(About this task): Reproduce the opening lines of the records exactly, please, stopping after the line that contains "# test: pointer drops one pin on the man's short".

(Data section):
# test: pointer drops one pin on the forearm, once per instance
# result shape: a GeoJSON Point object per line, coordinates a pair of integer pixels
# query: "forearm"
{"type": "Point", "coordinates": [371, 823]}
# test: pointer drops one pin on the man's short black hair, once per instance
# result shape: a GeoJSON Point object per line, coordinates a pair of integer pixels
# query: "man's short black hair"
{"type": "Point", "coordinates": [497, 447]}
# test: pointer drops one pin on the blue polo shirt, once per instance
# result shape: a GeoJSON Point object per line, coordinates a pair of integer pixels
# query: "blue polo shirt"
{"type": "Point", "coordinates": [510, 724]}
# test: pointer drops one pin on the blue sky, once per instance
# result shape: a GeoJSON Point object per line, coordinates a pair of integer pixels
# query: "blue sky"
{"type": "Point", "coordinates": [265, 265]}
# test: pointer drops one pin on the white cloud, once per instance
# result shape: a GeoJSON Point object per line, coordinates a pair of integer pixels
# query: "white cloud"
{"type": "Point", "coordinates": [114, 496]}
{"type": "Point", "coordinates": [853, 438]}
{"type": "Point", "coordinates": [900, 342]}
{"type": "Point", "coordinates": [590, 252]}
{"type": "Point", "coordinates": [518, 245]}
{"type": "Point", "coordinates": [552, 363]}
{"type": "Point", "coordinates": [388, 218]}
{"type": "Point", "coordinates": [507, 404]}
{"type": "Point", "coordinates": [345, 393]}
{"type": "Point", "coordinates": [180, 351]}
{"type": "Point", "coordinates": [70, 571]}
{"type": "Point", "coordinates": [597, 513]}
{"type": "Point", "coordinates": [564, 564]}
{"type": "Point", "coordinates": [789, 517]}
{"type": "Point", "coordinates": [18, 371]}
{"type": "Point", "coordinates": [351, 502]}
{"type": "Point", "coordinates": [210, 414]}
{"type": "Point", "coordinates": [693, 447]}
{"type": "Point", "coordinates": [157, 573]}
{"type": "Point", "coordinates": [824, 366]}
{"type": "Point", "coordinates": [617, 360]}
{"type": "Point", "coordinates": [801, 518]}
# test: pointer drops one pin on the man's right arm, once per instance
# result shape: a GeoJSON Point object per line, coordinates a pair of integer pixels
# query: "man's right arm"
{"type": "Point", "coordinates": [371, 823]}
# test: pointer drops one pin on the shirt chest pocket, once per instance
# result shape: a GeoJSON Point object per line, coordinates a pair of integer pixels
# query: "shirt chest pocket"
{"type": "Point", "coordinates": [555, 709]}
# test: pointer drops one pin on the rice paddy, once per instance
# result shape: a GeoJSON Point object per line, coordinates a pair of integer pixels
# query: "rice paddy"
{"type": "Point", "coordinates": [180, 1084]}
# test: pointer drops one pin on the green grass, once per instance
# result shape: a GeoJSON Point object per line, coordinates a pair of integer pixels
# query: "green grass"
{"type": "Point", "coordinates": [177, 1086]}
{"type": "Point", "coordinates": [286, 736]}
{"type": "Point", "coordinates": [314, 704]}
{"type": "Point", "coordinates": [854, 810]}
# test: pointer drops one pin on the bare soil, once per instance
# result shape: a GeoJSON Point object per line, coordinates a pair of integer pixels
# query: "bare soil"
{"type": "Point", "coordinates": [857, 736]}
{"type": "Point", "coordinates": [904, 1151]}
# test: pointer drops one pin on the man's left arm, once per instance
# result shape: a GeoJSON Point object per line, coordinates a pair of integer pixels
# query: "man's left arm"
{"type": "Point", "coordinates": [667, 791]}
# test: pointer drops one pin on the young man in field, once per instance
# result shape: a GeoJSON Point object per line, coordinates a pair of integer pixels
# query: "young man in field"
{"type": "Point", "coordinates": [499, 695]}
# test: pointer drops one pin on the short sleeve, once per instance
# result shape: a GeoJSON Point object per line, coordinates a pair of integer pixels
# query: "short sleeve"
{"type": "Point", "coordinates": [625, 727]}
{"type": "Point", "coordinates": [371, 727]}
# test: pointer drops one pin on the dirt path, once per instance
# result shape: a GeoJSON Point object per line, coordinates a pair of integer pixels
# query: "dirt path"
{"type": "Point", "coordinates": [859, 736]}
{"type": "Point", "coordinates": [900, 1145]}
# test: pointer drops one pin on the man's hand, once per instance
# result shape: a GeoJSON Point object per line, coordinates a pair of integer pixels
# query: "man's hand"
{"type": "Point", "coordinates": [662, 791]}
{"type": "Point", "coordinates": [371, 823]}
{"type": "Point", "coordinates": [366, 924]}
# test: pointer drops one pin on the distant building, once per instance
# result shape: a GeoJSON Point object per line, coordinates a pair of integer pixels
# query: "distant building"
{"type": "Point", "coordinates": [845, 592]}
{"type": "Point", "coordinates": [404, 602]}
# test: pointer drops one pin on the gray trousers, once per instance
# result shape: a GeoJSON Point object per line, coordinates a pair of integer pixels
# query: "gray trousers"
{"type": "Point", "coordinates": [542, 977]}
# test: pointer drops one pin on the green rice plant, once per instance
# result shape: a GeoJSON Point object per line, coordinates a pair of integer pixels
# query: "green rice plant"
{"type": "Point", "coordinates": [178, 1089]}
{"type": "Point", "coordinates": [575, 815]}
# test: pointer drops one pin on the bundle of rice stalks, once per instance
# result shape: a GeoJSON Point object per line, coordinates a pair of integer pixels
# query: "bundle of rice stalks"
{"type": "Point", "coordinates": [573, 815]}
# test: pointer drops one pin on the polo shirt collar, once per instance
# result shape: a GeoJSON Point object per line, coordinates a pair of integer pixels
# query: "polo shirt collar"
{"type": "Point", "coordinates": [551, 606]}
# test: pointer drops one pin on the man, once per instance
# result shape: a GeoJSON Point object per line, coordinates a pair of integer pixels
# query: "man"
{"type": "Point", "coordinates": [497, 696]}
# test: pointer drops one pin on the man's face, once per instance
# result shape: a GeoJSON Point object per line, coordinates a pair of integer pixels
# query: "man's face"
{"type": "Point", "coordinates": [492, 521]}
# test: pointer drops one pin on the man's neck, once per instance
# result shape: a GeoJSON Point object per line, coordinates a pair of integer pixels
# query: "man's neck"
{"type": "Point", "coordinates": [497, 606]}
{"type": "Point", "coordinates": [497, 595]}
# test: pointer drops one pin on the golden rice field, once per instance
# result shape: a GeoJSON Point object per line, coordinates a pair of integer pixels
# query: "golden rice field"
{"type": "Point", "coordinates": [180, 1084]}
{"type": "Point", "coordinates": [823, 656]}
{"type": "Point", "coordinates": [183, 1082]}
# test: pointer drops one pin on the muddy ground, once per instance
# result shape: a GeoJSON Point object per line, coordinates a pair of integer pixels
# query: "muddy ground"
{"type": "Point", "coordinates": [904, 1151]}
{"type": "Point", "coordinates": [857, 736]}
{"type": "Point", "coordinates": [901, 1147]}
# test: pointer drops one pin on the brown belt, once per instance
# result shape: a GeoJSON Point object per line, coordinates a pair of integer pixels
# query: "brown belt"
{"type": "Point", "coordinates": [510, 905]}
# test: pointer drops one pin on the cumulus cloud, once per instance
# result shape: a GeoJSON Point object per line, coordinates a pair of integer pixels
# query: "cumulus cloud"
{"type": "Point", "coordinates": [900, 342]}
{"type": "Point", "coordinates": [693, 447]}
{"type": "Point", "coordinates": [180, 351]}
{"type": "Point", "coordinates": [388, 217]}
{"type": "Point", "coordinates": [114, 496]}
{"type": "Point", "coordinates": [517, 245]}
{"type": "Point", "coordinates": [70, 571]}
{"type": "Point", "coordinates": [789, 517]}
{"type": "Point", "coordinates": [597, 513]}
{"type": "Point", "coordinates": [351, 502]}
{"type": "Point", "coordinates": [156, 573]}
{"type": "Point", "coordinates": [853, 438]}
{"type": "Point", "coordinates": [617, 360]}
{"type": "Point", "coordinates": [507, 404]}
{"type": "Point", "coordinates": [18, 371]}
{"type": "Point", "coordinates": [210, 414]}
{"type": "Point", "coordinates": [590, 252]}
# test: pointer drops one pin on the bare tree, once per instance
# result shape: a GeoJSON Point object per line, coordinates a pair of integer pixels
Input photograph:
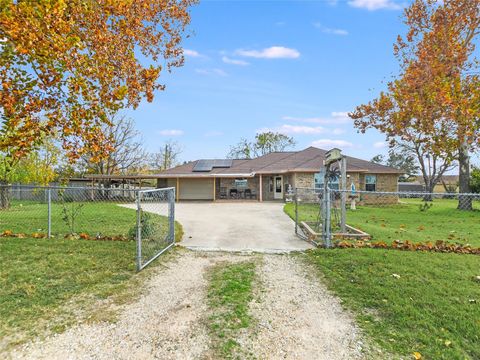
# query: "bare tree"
{"type": "Point", "coordinates": [128, 154]}
{"type": "Point", "coordinates": [167, 157]}
{"type": "Point", "coordinates": [265, 143]}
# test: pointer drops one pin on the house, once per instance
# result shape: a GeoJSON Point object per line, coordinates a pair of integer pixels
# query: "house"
{"type": "Point", "coordinates": [269, 177]}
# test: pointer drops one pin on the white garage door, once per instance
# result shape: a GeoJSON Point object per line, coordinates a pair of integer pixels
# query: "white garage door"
{"type": "Point", "coordinates": [196, 189]}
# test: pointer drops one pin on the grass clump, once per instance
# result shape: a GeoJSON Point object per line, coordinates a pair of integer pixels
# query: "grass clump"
{"type": "Point", "coordinates": [229, 295]}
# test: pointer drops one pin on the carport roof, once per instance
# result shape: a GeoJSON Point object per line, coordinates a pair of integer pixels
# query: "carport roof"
{"type": "Point", "coordinates": [307, 160]}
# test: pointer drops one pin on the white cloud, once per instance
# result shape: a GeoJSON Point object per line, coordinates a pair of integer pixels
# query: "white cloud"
{"type": "Point", "coordinates": [336, 118]}
{"type": "Point", "coordinates": [274, 52]}
{"type": "Point", "coordinates": [372, 5]}
{"type": "Point", "coordinates": [171, 132]}
{"type": "Point", "coordinates": [380, 145]}
{"type": "Point", "coordinates": [218, 72]}
{"type": "Point", "coordinates": [192, 53]}
{"type": "Point", "coordinates": [294, 129]}
{"type": "Point", "coordinates": [227, 60]}
{"type": "Point", "coordinates": [328, 30]}
{"type": "Point", "coordinates": [331, 143]}
{"type": "Point", "coordinates": [213, 133]}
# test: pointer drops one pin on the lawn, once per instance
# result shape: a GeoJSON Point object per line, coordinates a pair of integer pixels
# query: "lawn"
{"type": "Point", "coordinates": [38, 277]}
{"type": "Point", "coordinates": [94, 218]}
{"type": "Point", "coordinates": [229, 294]}
{"type": "Point", "coordinates": [409, 301]}
{"type": "Point", "coordinates": [405, 221]}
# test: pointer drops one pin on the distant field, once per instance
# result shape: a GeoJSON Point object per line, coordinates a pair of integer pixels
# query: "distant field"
{"type": "Point", "coordinates": [405, 221]}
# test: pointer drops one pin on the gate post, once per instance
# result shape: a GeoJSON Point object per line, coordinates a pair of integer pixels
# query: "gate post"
{"type": "Point", "coordinates": [139, 232]}
{"type": "Point", "coordinates": [171, 214]}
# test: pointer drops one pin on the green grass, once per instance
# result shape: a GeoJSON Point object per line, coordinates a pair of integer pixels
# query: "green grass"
{"type": "Point", "coordinates": [432, 308]}
{"type": "Point", "coordinates": [405, 221]}
{"type": "Point", "coordinates": [230, 291]}
{"type": "Point", "coordinates": [39, 276]}
{"type": "Point", "coordinates": [107, 219]}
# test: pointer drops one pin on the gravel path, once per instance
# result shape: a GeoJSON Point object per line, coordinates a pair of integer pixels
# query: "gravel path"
{"type": "Point", "coordinates": [297, 318]}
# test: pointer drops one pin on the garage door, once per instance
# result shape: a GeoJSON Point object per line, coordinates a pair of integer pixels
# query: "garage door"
{"type": "Point", "coordinates": [196, 189]}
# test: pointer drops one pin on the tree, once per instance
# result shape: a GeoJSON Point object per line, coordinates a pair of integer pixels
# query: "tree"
{"type": "Point", "coordinates": [401, 159]}
{"type": "Point", "coordinates": [66, 65]}
{"type": "Point", "coordinates": [127, 155]}
{"type": "Point", "coordinates": [265, 143]}
{"type": "Point", "coordinates": [243, 150]}
{"type": "Point", "coordinates": [167, 157]}
{"type": "Point", "coordinates": [432, 105]}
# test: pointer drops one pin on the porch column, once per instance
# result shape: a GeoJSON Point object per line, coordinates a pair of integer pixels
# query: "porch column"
{"type": "Point", "coordinates": [177, 193]}
{"type": "Point", "coordinates": [260, 191]}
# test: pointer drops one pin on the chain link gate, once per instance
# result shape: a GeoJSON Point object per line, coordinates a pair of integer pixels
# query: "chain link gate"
{"type": "Point", "coordinates": [155, 230]}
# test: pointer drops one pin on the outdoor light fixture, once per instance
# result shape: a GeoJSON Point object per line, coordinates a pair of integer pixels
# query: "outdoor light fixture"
{"type": "Point", "coordinates": [332, 156]}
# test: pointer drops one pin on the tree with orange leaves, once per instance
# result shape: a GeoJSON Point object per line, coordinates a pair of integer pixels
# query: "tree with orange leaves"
{"type": "Point", "coordinates": [433, 104]}
{"type": "Point", "coordinates": [66, 65]}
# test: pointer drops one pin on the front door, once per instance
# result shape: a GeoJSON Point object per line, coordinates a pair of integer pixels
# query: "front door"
{"type": "Point", "coordinates": [278, 187]}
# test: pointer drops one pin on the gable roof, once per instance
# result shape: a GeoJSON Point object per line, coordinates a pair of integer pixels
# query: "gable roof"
{"type": "Point", "coordinates": [307, 160]}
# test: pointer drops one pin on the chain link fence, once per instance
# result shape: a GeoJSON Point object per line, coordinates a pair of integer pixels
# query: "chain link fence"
{"type": "Point", "coordinates": [328, 217]}
{"type": "Point", "coordinates": [88, 213]}
{"type": "Point", "coordinates": [155, 224]}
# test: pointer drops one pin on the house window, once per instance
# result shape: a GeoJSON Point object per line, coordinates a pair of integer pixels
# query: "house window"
{"type": "Point", "coordinates": [370, 182]}
{"type": "Point", "coordinates": [319, 180]}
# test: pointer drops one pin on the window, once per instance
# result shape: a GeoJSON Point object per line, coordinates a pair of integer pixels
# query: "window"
{"type": "Point", "coordinates": [370, 182]}
{"type": "Point", "coordinates": [319, 179]}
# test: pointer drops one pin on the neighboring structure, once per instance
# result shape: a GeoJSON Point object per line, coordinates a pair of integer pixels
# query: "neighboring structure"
{"type": "Point", "coordinates": [269, 177]}
{"type": "Point", "coordinates": [447, 183]}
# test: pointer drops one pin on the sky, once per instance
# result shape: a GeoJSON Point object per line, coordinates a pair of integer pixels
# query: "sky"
{"type": "Point", "coordinates": [297, 67]}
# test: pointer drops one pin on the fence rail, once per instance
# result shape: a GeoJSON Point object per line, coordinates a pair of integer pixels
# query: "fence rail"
{"type": "Point", "coordinates": [89, 213]}
{"type": "Point", "coordinates": [327, 216]}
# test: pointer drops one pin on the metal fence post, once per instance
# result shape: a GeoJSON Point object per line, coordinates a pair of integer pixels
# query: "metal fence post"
{"type": "Point", "coordinates": [49, 198]}
{"type": "Point", "coordinates": [171, 214]}
{"type": "Point", "coordinates": [139, 231]}
{"type": "Point", "coordinates": [328, 219]}
{"type": "Point", "coordinates": [296, 211]}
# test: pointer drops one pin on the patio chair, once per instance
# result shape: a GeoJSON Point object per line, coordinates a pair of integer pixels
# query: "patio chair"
{"type": "Point", "coordinates": [223, 193]}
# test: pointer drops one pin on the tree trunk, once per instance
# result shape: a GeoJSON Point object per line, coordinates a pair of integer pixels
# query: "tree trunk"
{"type": "Point", "coordinates": [429, 186]}
{"type": "Point", "coordinates": [464, 202]}
{"type": "Point", "coordinates": [4, 195]}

(Answer below):
# test: pointer drops one pin on the forearm, once per instance
# result shape: a GeoJSON Point object per line, coordinates a pair of integer pixels
# query: "forearm"
{"type": "Point", "coordinates": [371, 823]}
# test: pointer drops one pin on the man's short black hair, once per instance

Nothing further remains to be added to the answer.